Les familles aussi peuvent s’en saisir, puisque l’idée c’est de partager toute cette production aussi bien aux professionnels qu’aux patients et à leurs aidants. On a énormément de familles aussi qui se sont saisies de cet outil pour préparer le soin et la préparation en amont, avant la date du rendez-vous. Pour un certain nombre de patients, c’est fondamental. Si le soin n’a pas été préparé en amont, ça ne marchera pas. SantéBD répond vraiment à cet enjeu de préparation, afin de rendre la personne actrice de son parcours puisqu’elle va mieux comprendre pourquoi il se passe ça, pourquoi tout d’un coup on l’envoie chez tel ou tel spécialiste, pourquoi elle rentre dans la salle et voit ces appareillages. L’idée, c’est vraiment qu’elle puisse être beaucoup plus à l’aise et comprendre ce qui se passe autour d’elle.

Aujourd’hui, il y a énormément de choses dans SantéBD. Il y a plus de 80 thématiques et il y a des déclinaisons, je n’en ai pas parlé, mais c’est personnalisable, c’est-à-dire que dans SantéBD vous pouvez choisir de changer automatiquement d’un clic le personnage qui devient un homme ou une femme, un enfant. On peut mettre la personne sur un fauteuil et toute la BD, tout le scénario va s’adapter. C’était pour nous extrêmement important de pouvoir vraiment aller très loin dans la personnalisation. C’est pour ça que c’est un outil avant tout numérique, puisque des versions papier auraient moins d’intérêt. Toute cette matière est aujourd’hui disponible sur un site, et diffusée à l’ensemble des acteurs du soin.

La particularité de SantéBD, au-delà d’être une bande dessinée, c'est qu'elle s'appuie sur le « Facile à lire et comprendre », qui est une méthode d'accessibilité, avec un cahier des charges très rigoureux, une certaine manière de tourner les phrases. C'est simple, mais ce n'est pas simpliste non plus, on ne va pas non plus sur du langage enfantin. Bien sûr, ça peut s'adresser à des enfants, mais ça s'adresse aussi à des adultes.

Pauline d’Orgeval : Parfois, certains professionnels de santé nous disent que grâce à SantéBD, ils arrivent à faire des soins dans des cabinets classiques sans endormir la personne, alors qu’avant ce n’était pas possible. Je me souviens, notamment pour l’IRM. L’IRM, c’est quand même très angoissant, on se retrouve dans un tube, il y a du bruit. Et donc, pour certains patients, grâce à cette préparation, le niveau d’angoisse baisse et du coup, ils peuvent le faire classiquement, sans être endormis. Cela simplifie quand même énormément le processus, ce qui est bien pour la famille, pour le soignant et puis pour la personne surtout elle-même.

Odile Antoine : Il y a des soins très simples, comme une prise de sang, qui peut être une montagne pour certains patients. Beaucoup d’infirmiers et infirmières qui utilisent SantéBD aujourd’hui, nous envoient tous les jours des messages de retour d’usage : des familles ou des infirmiers nous disent « On a réussi enfin à faire la première prise de sang à un jeune qui a 19 ans ou 20 ans. » !
···
> **Consigne de travail 1**
Recopiez fidèlement le passage du texte source allant de « Les familles aussi » jusqu'à « passe autour d’elle. ».
> **Consigne de travail 2**
D'après le texte source, sur quelle méthode d'accessibilité SantéBD s'appuie-t-il ?
···
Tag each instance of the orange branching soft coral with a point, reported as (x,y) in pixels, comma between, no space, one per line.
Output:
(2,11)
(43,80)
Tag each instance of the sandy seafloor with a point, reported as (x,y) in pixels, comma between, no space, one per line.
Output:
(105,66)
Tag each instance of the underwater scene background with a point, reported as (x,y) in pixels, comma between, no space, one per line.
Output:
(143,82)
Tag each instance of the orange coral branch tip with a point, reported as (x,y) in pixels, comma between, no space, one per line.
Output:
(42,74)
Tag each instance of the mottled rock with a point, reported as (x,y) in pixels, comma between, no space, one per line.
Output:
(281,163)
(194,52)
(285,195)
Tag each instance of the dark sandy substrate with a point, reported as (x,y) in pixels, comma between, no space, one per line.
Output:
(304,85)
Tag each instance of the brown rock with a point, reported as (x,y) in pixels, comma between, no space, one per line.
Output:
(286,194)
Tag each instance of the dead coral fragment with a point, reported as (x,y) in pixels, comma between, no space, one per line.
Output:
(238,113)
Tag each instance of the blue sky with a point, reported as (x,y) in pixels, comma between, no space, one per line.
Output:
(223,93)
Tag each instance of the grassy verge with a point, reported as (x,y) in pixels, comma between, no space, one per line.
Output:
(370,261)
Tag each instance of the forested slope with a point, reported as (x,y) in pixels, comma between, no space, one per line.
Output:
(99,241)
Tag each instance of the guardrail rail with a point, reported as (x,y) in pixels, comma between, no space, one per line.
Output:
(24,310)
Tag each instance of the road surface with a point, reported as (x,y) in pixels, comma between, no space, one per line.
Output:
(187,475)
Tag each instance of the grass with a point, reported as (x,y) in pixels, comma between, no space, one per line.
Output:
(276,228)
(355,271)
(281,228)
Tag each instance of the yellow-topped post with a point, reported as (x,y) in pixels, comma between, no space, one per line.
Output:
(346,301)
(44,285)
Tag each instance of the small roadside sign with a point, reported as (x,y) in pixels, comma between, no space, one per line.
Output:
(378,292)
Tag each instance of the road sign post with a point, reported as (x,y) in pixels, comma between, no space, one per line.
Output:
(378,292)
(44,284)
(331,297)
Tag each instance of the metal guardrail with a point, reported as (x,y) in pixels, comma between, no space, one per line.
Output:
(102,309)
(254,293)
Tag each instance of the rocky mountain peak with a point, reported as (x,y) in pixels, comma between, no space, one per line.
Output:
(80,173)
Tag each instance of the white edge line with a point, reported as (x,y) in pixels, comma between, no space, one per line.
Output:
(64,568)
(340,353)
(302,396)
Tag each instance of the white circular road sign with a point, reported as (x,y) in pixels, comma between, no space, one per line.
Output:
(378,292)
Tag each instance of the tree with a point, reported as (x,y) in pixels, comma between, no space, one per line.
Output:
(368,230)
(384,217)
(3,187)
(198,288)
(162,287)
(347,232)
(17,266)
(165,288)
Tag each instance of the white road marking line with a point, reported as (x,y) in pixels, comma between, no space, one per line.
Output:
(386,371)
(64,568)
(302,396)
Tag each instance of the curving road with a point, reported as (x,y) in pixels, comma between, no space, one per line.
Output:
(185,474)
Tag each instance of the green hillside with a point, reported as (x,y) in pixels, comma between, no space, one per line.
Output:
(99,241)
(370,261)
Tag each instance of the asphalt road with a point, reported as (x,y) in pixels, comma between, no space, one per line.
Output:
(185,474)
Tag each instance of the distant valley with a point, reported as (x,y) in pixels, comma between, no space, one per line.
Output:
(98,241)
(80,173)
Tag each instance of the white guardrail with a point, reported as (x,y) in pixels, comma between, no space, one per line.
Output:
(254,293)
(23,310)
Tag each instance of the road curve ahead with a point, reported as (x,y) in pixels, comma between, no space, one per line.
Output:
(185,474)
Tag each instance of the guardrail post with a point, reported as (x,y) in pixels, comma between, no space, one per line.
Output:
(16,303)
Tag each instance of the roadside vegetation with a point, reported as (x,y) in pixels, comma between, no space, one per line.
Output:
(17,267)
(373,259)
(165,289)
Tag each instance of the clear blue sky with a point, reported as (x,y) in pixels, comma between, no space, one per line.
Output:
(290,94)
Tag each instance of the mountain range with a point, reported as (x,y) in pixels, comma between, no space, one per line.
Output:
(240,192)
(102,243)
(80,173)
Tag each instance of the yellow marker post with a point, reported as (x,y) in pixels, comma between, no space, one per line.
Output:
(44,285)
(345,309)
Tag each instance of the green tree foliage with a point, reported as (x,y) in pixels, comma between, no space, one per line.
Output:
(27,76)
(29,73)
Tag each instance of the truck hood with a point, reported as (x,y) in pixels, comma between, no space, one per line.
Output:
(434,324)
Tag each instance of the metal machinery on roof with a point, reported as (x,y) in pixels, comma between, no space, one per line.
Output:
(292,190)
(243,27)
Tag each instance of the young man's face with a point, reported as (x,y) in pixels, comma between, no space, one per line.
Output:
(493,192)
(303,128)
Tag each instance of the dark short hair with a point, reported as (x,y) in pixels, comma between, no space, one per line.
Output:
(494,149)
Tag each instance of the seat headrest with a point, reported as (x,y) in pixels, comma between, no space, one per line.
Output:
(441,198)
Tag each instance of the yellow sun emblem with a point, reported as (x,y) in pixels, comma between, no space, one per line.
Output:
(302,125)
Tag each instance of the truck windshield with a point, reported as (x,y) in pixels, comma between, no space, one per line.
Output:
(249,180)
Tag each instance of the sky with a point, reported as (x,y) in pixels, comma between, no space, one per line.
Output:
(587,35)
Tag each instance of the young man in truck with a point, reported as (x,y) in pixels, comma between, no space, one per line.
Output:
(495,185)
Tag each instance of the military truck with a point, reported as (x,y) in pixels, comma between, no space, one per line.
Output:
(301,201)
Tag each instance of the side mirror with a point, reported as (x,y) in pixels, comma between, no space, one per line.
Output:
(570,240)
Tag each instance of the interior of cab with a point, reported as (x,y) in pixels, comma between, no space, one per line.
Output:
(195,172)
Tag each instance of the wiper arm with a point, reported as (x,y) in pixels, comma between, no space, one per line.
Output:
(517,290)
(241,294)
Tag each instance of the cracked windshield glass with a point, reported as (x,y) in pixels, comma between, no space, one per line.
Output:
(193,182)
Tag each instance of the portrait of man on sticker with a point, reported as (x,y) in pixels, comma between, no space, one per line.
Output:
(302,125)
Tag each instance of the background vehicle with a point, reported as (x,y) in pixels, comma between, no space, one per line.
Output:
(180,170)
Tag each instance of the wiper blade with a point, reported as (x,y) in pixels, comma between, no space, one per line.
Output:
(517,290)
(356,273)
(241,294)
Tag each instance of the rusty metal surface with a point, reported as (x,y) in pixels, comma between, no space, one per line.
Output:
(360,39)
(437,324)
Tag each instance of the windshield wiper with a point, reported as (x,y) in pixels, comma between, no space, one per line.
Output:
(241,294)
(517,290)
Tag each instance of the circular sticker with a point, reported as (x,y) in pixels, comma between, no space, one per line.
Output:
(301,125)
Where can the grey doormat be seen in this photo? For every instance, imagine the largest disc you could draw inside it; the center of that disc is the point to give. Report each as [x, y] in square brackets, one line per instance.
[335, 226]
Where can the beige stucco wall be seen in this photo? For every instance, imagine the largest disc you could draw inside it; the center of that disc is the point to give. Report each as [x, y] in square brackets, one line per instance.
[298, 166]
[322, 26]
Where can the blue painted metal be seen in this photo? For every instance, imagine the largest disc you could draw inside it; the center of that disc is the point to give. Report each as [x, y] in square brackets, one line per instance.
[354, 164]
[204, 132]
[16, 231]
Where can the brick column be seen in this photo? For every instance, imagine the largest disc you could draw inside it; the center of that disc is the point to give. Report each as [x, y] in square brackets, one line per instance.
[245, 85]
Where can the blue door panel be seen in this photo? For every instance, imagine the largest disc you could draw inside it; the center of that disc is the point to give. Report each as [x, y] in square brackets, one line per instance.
···
> **Corrigé 1**
Les familles aussi peuvent s’en saisir, puisque l’idée c’est de partager toute cette production aussi bien aux professionnels qu’aux patients et à leurs aidants. On a énormément de familles aussi qui se sont saisies de cet outil pour préparer le soin et la préparation en amont, avant la date du rendez-vous. Pour un certain nombre de patients, c’est fondamental. Si le soin n’a pas été préparé en amont, ça ne marchera pas. SantéBD répond vraiment à cet enjeu de préparation, afin de rendre la personne actrice de son parcours puisqu’elle va mieux comprendre pourquoi il se passe ça, pourquoi tout d’un coup on l’envoie chez tel ou tel spécialiste, pourquoi elle rentre dans la salle et voit ces appareillages. L’idée, c’est vraiment qu’elle puisse être beaucoup plus à l’aise et comprendre ce qui se passe autour d’elle.

> **Corrigé 2**
Sur le « Facile à lire et comprendre ».